French international school in Antwerp, Belgium

Lycée Français International Anvers, formerly Collège Marie-José, is a French international school in Antwerp, Belgium. In central Antwerp the Lycée Français International offers a curriculum in French, English and Dutch. Run in conjunction with the Agency for French Education Abroad (AEFE), the Lycée Français International is part of a network of 500 schools in 130 countries.

== A trilingual education ==

Since 2021, the LFIA is part of the Odyssey network. It offers a trilingual programme, all lessons in primary school (kindergarten and elementary) are given in French (13h), English (10h) and Dutch (3h). This teaching allows for immersion in French and English, as well as an introduction to Dutch.

Non-French or non-English speaking pupils are supported during their initial contact with their new language thanks to a system called Passerelle, which empowers them through intensive sessions given in very small groups to acquire the tools necessary for immersion learning.

As of 2021 the school has 110 students from around twenty different nationalities. Some students live in Brussels and commute to this school. Moreover LFIA is only 40 kilometres away from Brussels and easily reachable by train or public transport, making it possible to welcome children from all around the country.

....

**Directions**
1. According to the text about the French international school in Antwerp, how many students did the school have as of 2021?
2. Restate the part of the text about the Antwerp school that opens with the words containing "Non-French or non-English" and closes with "around the country.", changing "train" to "bus".
3. Carry the text about the French international school in Antwerp further, picking up after its final sentence.

**Data for review**
....

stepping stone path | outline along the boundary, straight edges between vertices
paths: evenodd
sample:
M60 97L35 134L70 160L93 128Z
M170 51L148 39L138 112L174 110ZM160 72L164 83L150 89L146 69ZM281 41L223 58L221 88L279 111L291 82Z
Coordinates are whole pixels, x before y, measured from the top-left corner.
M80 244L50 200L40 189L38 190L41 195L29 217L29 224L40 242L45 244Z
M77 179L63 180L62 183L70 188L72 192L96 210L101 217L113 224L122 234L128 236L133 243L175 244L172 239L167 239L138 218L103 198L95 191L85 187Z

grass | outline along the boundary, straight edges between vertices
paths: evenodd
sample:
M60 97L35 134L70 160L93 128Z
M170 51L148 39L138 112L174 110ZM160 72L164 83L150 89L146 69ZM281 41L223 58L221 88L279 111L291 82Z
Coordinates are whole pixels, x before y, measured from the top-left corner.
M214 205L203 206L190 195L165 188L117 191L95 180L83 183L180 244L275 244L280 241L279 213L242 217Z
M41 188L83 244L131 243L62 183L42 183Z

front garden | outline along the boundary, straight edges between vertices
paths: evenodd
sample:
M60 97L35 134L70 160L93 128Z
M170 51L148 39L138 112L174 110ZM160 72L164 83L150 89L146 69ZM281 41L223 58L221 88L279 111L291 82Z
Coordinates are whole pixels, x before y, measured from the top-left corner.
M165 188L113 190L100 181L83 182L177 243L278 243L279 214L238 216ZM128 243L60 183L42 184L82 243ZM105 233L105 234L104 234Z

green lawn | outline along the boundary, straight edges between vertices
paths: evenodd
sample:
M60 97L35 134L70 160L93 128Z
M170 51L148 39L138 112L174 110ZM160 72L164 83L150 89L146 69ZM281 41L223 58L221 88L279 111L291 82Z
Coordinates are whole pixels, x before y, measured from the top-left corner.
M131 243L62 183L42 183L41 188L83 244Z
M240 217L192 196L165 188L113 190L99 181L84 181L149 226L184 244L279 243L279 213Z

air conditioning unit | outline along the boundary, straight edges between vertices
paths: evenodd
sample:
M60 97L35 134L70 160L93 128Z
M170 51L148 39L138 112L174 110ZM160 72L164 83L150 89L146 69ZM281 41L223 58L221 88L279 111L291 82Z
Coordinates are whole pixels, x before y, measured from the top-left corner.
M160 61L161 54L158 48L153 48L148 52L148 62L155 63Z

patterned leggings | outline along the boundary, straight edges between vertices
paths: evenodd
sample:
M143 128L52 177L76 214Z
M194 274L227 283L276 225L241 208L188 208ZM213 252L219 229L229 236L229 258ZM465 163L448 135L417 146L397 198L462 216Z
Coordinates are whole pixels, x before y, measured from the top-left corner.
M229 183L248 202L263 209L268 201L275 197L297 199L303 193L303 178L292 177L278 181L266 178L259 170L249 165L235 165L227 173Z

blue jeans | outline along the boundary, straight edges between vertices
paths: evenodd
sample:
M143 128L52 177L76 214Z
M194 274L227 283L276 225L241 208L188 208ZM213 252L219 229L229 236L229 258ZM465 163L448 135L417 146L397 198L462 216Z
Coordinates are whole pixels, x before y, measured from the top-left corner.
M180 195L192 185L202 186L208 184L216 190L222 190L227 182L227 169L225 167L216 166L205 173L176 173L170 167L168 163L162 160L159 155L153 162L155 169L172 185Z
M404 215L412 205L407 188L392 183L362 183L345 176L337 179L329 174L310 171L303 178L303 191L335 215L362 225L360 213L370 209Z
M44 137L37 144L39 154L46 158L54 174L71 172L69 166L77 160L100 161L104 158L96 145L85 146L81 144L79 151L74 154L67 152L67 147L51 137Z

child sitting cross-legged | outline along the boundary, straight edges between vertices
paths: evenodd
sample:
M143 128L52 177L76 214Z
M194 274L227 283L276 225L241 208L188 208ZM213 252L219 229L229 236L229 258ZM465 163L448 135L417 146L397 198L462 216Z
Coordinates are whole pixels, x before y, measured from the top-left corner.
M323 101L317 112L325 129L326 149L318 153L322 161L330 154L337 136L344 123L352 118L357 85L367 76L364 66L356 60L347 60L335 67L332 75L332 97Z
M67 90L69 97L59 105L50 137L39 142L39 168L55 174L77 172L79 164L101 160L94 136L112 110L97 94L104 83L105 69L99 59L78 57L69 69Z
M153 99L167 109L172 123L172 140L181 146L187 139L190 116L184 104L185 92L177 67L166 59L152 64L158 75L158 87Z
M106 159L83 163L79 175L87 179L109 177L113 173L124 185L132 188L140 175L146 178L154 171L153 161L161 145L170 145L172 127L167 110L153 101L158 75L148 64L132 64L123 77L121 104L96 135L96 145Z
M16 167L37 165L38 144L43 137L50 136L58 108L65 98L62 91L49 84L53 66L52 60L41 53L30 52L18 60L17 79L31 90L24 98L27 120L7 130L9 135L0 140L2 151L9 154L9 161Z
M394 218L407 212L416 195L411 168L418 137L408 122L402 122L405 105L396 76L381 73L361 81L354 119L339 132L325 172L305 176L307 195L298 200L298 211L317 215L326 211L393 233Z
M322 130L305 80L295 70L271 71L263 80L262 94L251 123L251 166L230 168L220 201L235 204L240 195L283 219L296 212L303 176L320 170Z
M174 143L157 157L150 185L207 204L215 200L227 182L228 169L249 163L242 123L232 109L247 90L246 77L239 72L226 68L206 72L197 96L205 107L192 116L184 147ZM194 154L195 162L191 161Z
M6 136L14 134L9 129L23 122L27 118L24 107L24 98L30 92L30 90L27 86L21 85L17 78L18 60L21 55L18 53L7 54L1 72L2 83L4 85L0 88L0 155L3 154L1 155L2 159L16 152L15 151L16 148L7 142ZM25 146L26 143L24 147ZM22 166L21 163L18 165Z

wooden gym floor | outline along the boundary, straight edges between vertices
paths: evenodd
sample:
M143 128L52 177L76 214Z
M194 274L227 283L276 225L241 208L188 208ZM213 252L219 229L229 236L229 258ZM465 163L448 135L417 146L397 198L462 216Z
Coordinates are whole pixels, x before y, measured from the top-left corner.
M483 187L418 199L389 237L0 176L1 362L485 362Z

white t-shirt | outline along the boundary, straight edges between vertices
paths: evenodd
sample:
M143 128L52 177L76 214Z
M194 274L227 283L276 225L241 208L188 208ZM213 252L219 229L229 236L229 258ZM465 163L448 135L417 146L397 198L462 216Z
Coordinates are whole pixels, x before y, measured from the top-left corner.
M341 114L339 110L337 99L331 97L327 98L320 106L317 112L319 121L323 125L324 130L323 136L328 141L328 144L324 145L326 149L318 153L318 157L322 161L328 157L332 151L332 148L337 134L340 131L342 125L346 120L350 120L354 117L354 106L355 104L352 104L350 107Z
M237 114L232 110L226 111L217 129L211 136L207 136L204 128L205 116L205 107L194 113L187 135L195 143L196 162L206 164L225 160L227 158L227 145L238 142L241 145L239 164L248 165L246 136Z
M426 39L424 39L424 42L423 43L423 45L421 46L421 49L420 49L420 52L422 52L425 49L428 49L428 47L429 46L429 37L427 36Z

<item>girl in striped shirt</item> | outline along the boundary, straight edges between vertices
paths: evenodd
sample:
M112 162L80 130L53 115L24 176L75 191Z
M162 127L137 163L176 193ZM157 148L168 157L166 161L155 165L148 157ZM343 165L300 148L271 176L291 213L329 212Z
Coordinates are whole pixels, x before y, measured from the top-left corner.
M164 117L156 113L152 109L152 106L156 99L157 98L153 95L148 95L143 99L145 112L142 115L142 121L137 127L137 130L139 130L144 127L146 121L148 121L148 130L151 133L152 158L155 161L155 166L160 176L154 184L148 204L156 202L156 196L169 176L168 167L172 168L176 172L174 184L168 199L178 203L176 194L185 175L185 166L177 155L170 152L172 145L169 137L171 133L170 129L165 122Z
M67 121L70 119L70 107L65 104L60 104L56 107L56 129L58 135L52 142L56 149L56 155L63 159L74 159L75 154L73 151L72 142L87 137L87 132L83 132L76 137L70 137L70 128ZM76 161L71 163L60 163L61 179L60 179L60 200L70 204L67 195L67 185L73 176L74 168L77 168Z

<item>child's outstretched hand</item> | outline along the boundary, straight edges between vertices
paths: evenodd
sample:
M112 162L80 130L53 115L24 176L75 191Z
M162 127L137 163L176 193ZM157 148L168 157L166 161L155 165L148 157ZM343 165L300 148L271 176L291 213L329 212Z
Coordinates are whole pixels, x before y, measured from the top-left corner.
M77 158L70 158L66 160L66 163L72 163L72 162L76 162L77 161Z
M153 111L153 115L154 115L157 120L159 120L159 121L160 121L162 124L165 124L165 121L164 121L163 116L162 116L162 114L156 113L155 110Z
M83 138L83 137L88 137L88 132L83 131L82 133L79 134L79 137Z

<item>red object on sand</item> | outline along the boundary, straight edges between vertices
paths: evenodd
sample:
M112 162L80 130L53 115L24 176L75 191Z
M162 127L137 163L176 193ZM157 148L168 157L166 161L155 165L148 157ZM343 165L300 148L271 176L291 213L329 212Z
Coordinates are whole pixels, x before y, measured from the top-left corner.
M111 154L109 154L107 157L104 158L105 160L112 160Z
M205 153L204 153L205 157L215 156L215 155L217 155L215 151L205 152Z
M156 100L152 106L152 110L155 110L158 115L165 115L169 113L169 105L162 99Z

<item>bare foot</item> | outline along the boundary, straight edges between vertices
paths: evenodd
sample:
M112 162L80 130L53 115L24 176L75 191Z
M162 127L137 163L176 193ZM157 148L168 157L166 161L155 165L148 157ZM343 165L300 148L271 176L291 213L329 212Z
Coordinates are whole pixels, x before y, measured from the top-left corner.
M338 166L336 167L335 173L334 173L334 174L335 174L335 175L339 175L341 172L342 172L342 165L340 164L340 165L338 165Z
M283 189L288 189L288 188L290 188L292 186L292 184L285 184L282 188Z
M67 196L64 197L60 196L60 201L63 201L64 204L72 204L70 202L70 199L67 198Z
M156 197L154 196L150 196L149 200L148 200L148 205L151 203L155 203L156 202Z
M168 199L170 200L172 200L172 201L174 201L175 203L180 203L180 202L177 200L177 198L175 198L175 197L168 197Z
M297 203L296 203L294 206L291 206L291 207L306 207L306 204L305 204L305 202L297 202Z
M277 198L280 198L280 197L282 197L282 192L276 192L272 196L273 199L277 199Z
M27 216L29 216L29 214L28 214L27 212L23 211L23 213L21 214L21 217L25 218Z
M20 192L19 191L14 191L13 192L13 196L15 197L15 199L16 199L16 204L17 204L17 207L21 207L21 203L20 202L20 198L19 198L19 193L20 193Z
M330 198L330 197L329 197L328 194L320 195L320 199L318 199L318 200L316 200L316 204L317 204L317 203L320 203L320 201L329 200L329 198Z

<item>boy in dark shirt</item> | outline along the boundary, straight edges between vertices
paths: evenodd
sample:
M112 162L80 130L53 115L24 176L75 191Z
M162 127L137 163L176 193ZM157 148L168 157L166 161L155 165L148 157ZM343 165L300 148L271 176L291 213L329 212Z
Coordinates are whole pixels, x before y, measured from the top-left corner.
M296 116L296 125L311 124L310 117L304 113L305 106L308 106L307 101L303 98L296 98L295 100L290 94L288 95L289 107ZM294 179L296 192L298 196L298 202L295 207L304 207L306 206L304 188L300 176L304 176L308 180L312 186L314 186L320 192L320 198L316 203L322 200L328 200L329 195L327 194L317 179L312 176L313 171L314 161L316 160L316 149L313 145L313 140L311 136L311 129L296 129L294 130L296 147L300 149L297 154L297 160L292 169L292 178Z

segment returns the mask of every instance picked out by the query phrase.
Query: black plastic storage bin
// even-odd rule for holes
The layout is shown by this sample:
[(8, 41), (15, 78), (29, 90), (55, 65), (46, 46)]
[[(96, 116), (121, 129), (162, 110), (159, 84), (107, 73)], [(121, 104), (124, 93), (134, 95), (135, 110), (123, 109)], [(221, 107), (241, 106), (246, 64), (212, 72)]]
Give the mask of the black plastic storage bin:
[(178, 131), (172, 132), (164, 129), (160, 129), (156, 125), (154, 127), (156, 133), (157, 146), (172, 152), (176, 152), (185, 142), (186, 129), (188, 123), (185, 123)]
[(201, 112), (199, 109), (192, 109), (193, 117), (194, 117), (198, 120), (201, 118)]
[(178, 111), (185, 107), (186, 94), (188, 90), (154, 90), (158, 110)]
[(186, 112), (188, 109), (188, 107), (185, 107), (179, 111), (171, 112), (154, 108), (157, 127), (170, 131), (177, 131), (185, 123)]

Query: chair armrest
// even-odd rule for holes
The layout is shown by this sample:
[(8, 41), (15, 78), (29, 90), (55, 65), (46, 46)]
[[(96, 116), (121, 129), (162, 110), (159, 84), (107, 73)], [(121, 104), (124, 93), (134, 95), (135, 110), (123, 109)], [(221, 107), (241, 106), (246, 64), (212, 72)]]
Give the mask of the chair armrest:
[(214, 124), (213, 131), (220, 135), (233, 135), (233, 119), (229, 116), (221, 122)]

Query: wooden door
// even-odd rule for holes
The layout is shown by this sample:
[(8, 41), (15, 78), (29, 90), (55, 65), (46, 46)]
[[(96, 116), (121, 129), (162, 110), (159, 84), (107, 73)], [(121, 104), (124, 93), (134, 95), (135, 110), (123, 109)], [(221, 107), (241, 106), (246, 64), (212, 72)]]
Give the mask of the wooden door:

....

**Responses**
1. 110 students.

2.
Non-French or non-English speaking pupils are supported during their initial contact with their new language thanks to a system called Passerelle, which empowers them through intensive sessions given in very small groups to acquire the tools necessary for immersion learning.

As of 2021 the school has 110 students from around twenty different nationalities. Some students live in Brussels and commute to this school. Moreover LFIA is only 40 kilometres away from Brussels and easily reachable by bus or public transport, making it possible to welcome children from all around the country.

3.
== History ==
Lycée Français International, founded in 1901, was first a Belgian establishment for French-speaking education known as Institut Rochez then it became Lycée d’Anvers. In 1919 a girl-school opened its doors in the actual buildings of the Lycée Français International under the name of Collège Marie-José.

After the reforms of Belgian education in the 1970s, it became the Lycée Français International in 2001.

Since then, the school is part of the AEFE network (Agency for French Education Abroad) and guarantees that French programs and values are respected in every Lycée Français abroad thanks to a service of inspections and regional coordination.